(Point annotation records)
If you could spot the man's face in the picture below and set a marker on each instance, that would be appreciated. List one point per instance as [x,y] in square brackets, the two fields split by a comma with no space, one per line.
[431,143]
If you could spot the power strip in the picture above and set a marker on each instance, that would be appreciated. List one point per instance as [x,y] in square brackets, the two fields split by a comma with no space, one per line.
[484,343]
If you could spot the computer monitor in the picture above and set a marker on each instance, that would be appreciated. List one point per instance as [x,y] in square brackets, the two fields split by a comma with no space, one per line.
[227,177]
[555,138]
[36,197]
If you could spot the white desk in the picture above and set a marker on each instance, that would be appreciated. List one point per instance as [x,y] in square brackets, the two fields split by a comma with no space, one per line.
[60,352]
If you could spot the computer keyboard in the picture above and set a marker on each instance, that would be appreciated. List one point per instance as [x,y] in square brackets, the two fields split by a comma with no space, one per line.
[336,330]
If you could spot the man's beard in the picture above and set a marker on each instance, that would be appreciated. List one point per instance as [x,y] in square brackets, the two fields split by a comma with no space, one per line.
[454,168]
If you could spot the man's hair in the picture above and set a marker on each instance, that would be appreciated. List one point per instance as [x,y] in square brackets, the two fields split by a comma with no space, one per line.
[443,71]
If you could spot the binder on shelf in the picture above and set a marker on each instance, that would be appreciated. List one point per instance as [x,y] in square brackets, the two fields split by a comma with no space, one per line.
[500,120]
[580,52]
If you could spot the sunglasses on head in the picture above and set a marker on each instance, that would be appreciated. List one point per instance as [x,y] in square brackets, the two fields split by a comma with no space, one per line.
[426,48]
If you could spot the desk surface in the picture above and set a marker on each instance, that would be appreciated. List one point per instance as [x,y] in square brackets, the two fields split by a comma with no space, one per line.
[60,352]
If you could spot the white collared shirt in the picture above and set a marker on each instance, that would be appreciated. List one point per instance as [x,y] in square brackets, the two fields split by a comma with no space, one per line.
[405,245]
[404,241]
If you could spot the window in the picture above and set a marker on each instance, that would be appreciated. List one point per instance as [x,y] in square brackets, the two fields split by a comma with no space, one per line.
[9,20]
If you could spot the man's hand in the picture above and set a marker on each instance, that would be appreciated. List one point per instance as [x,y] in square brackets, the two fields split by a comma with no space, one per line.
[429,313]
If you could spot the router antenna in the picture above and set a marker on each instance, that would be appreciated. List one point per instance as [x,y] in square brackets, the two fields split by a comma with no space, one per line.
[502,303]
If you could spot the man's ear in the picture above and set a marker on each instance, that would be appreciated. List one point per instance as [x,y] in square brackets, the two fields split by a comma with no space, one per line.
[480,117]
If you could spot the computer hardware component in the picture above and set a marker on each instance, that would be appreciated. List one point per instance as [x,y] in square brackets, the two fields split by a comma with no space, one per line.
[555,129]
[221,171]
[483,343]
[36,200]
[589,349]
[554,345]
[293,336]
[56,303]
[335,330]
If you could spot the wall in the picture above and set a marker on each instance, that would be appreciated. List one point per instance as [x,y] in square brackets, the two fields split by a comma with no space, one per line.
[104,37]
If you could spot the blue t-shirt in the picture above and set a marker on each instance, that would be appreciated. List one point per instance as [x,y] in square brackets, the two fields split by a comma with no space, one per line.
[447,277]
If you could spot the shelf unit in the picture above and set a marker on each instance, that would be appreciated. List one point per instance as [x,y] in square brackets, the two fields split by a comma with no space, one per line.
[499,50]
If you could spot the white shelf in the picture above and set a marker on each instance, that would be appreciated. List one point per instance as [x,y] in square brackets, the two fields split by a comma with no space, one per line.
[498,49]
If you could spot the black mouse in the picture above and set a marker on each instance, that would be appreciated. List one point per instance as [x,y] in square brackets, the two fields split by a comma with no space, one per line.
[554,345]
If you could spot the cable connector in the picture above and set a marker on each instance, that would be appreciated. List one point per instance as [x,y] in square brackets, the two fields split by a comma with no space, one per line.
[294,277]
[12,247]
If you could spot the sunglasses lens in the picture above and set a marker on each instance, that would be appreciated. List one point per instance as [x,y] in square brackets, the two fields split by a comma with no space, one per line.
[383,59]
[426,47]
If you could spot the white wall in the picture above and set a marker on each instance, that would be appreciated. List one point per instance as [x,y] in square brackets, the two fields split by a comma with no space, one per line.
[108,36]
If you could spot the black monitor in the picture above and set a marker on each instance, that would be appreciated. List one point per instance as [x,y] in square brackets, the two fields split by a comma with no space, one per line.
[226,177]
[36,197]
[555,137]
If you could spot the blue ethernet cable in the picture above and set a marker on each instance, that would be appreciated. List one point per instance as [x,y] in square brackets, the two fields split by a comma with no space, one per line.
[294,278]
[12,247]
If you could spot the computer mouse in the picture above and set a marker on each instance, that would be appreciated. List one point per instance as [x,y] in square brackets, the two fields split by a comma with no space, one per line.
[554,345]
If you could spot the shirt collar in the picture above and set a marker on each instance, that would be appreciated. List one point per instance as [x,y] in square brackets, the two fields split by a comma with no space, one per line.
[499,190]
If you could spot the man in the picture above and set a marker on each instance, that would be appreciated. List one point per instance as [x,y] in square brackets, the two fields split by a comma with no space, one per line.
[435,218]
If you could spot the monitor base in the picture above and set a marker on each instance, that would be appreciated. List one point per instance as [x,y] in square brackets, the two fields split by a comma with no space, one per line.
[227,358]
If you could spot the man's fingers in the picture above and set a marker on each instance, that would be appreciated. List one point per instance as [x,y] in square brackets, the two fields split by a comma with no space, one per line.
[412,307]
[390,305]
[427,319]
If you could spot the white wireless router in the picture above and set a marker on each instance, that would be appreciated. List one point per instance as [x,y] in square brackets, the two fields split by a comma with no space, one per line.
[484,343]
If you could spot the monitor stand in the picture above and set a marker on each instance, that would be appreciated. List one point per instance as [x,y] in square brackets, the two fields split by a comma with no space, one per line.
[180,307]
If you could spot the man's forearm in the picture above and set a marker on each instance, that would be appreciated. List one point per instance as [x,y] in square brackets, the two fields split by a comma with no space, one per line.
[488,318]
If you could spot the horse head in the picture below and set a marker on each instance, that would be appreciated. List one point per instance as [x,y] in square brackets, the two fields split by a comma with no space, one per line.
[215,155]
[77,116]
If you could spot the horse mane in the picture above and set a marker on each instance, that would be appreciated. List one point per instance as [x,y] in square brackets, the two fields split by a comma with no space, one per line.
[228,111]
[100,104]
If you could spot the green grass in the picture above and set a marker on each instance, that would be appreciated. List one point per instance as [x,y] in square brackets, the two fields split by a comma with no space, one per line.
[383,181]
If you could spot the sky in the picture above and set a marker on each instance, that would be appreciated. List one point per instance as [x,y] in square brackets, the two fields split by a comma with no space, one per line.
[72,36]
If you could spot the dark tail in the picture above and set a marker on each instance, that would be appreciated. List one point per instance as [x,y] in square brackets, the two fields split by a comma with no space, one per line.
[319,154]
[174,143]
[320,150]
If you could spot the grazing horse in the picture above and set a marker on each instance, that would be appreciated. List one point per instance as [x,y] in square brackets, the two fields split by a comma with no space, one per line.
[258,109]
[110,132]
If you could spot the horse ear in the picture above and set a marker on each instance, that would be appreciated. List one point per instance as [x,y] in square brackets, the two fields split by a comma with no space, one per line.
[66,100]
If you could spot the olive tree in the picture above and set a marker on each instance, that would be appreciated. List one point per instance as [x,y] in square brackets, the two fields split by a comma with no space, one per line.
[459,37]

### Directions for this task
From the first line to the last, please quote the material above exactly.

### Answer to the problem
If you could spot the man's face in the picture below and set a marker on each instance, that would be appreciated. List one point per instance as [x,y] in square brackets, the two fields split by a comma with no space, one per line.
[431,143]
If you could spot the power strip in the picture above and set a marker on each instance, that would be appreciated. List one point per instance as [x,y] in square brackets, the two fields split by a comma with no space, one per line.
[484,343]
If you could spot the computer monitor in the picture above and set a marker on each instance, that would be appreciated. List one point per instance as [x,y] in square brackets, the two fields split by a comma with no space, one per line.
[227,177]
[555,138]
[36,197]
If you could spot the white desk in the picture above and set a marker on each instance, that would be appreciated. List one point per instance as [x,y] in square brackets, the two fields split by a comma with no space, one per line.
[60,352]
If you could spot the computer keyboard in the picture above and set a marker on each instance, that would be appreciated. List one point per instance as [x,y] in square brackets, the two fields split by a comma with no space, one per line.
[336,330]
If you could spot the man's beard in the picture above and set a marker on each instance, that would be appreciated. List one point per instance as [x,y] in square brackets, the two fields split by a comma with no space, one per line.
[454,168]
If you could spot the man's hair in the picture above and set a marker on each instance, that would be appreciated. List one point per instance as [x,y] in square brackets, the two fields split by a comma with no space, one per line.
[443,71]
If you could spot the binder on shelf in the picture above and set a marker on each instance, that would be appreciated. List one point per instance as [x,y] in square brackets, the two fields split by a comma with no space, one per line.
[500,120]
[580,52]
If you could spot the sunglasses on head in the picture above and set a marker on each instance, that would be appreciated. List one point per instance as [x,y] in square brackets, the two fields split by a comma with no space, one per line.
[426,48]
If you could spot the desk surface in the picture above and set a marker on each instance, that would be appreciated. List one point per instance as [x,y] in square brackets, the two fields split by a comma with no space, one per line.
[60,352]
If you could spot the white collared shirt in the picture above and set a marker on each instance, that would be appreciated. List one point per instance as [x,y] in square brackets, the two fields split by a comma with no space, one per line.
[405,245]
[404,241]
If you could spot the window in the picture above and set a marker on each instance, that would be appreciated. List one point per instance as [x,y] in square brackets, the two fields split by a comma with no space, one per line.
[9,20]
If you could spot the man's hand in the picture above and set a marker on each instance, that would be appreciated. List one point per instance as [x,y] in square brackets, the two fields split by a comma with no space, one per line.
[429,313]
If you could spot the router antenna in the picture above and set a marker on each instance, that would be appreciated. List one point per instance as [x,y] in square brackets, the two fields split by a comma with no space, one per line.
[502,303]
If you could spot the man's ear in the picture above and set a marker on each instance, that would be appreciated. List one point per instance as [x,y] in square brackets, the two fields split by a comma with no space, one per line.
[480,117]
If you could spot the computer hardware component in the picture above and set a marker on each instance, that would be appreciated. List one point per instance as [x,y] in square brackets, the two fields split by a comma with no space, one per line.
[555,129]
[221,171]
[483,343]
[36,200]
[589,349]
[554,345]
[293,336]
[56,303]
[335,330]
If you could spot the wall in the picture above and set a marker on each instance, that would be appreciated. List one point per instance as [x,y] in square brackets, the two fields split by a comma with no space, one per line.
[104,37]
If you could spot the blue t-shirt in the picture above and set a marker on each instance, that would be appreciated. List one point per instance as [x,y] in square brackets, the two fields split by a comma with no space, one per line.
[447,277]
If you could spot the shelf unit in the picture above and set a marker on each instance, that would be appreciated. List one point per instance as [x,y] in square brackets, the two fields split by a comma with no space, one per line.
[499,50]
If you could spot the white shelf in the picture above and set a marker on each instance, that would be appreciated. List one point per instance as [x,y] in square brackets, the two fields split by a comma with no space, one per line.
[498,49]
If you could spot the black mouse in the picture above and set a marker on each instance, that would be appreciated. List one point per instance as [x,y] in square brackets, the two fields split by a comma with no space, one per line.
[554,345]
If you could spot the cable connector in the picture above and set a marker on each instance, that would be appreciated. List one point per instance as [x,y] in square brackets, the two fields split by a comma with no space, one per line.
[294,277]
[12,247]
If you could spot the sunglasses lens in the picture above and set a marker on each instance, that would be appreciated. List one point per instance as [x,y] in square brackets, the two fields split by a comma with no space, one per line.
[383,59]
[426,47]
If you could spot the white wall in the picture above and set a marker on each instance, that would be appreciated. List one point per instance as [x,y] in square brackets, the two fields split by a comma with no space, one per line.
[108,36]
If you could spot the black monitor in the picture above and set a marker on each instance, that would be appreciated. List one point per instance as [x,y] in square brackets, the two fields split by a comma with no space, one per line.
[226,177]
[36,197]
[555,137]
If you could spot the blue ethernet cable in the picture above and set a marker on each instance, that would be appreciated. List one point per instance as [x,y] in square brackets, the two fields split by a comma with no space, one per line.
[294,278]
[12,247]
If you could spot the computer mouse in the picture above and set a marker on each instance, that would be appreciated. List one point per instance as [x,y] in square brackets, the two fields split by a comma with no space, one per line.
[554,345]
If you could spot the shirt collar in the picture above and set a marker on each instance, that would be appreciated. List one point per instance as [x,y] in square brackets, the two fields split by a comma with no space, one per line.
[499,190]
If you could spot the man in the picture above and set a marker on each instance, that would be appreciated. List one point per instance as [x,y] in square brackets, the two fields split by a comma with no space, one per line.
[435,218]
If you could spot the monitor base in the picture above and set a marker on each instance, that would be appreciated. List one point per instance as [x,y] in square brackets, the two fields split by a comma with no space, one per line.
[227,358]
If you could spot the man's fingers in the picture above and set a marker on each instance, that would be appreciated. List one point per instance as [x,y] in square brackets, the two fields split by a comma with no space, one per line.
[412,307]
[390,305]
[427,319]
If you could spot the white wireless router in the picture above and set a marker on each instance, that would be appreciated. List one point per instance as [x,y] in square brackets, the two fields split by a comma with no space, one per line.
[484,343]
If you could spot the monitor stand in the picture above and set a marker on each instance, that would be appreciated. List one point per instance as [x,y] in square brackets, the two fields split by a comma with no space, one per line.
[180,307]
If you could spot the man's forearm in the picture above and set a marker on each instance, that would be appreciated. List one point per instance as [x,y] in square brackets, the two fields split by a comma with no space, one per line.
[488,318]
If you could spot the horse head in the picture below and set a marker on each instance, that would be appreciated. List one point per instance as [x,y] in square brackets, the two fields split by a comma with no space, one per line.
[215,155]
[77,116]
If you could spot the horse mane in the picture above and set a marker on each instance, that would be appreciated. List one point per instance as [x,y] in square brackets, the two fields split by a comma with no space, one per line.
[228,111]
[100,104]
If you could spot the green grass in the picture above and set a marker on each instance, that would be appreciated. List one point per instance as [x,y] in square brackets, the two fields split by a comma with no space, one per line.
[383,181]
If you could spot the sky in the picture above and set a marker on each instance, that would be appreciated. List one point per instance as [x,y] in square brackets, the two fields split by a comma with no space, one per line.
[72,36]
If you could spot the dark tail in the picture above and set a marker on each instance, that would be appreciated. List one point per instance as [x,y] in square brackets, the two fields split by a comma with no space, one per line.
[319,154]
[174,143]
[320,150]
If you could spot the grazing horse in the picture above and set a marker on each instance, that would be appreciated. List one point per instance as [x,y] in square brackets, the two fields split by a comma with no space, one per line.
[258,109]
[110,132]
If you could spot the horse ear in the picture above and set a marker on each instance, that would be appreciated. List one point per instance as [x,y] in square brackets, the two fields split by a comma with no space, one per line.
[66,100]
If you could spot the olive tree in the picture above and set a marker on each instance, that would be appreciated. List one point per instance as [x,y] in square brackets, the two fields split by a comma with no space, one per line.
[459,37]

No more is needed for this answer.